(Coordinate annotation entries)
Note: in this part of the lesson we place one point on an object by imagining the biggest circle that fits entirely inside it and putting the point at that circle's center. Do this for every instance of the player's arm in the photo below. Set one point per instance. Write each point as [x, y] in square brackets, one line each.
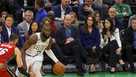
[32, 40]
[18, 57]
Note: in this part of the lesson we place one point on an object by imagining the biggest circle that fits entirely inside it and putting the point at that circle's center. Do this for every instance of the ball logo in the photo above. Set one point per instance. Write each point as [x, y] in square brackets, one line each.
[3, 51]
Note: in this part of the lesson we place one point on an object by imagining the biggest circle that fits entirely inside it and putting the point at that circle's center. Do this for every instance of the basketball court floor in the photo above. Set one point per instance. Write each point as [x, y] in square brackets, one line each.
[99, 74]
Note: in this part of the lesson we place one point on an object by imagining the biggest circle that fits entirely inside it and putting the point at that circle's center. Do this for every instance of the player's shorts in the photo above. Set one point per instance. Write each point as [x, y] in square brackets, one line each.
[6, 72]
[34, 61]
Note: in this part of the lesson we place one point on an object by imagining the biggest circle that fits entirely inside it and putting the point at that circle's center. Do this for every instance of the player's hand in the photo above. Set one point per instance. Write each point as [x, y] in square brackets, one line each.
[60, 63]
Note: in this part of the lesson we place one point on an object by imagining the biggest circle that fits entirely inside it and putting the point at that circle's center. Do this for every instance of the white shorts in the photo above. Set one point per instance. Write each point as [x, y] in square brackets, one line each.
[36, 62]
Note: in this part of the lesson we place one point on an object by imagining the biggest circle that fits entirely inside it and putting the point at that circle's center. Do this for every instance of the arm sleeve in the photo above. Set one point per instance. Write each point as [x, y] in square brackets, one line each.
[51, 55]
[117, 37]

**Stated task:**
Set out exactly the run of lines that begins at the line holding "the player's hand" and ends at the last line of the data.

**Solution:**
Note: in this part of the lesson we place one point on an object by imagining the biggest circle that fits entirely inside it and putting the point at that circle's center. Do this for every instance of the player's hand in the photo above. Set one point per instance. Write each point as [x, y] in square brackets, one line each.
[60, 63]
Note: in this part of the lesson we place one point on an object by imagining the biggest circle that fits entirely inside it and putting the point at that circle's center. Do this for every instance of the white shorts in the photo above. Set one point per instance. Write each point as [x, y] in square brackets, one line each.
[36, 62]
Note: in this part of the lesson we place one point on an object by imagining the biggest circle that fits entirely inside it and putting the point at that circle's center. Do this for every instance of the arm sleeve in the photo above. Set one point per instance. Write each point as [x, y] in square brackets, one line each.
[51, 55]
[117, 37]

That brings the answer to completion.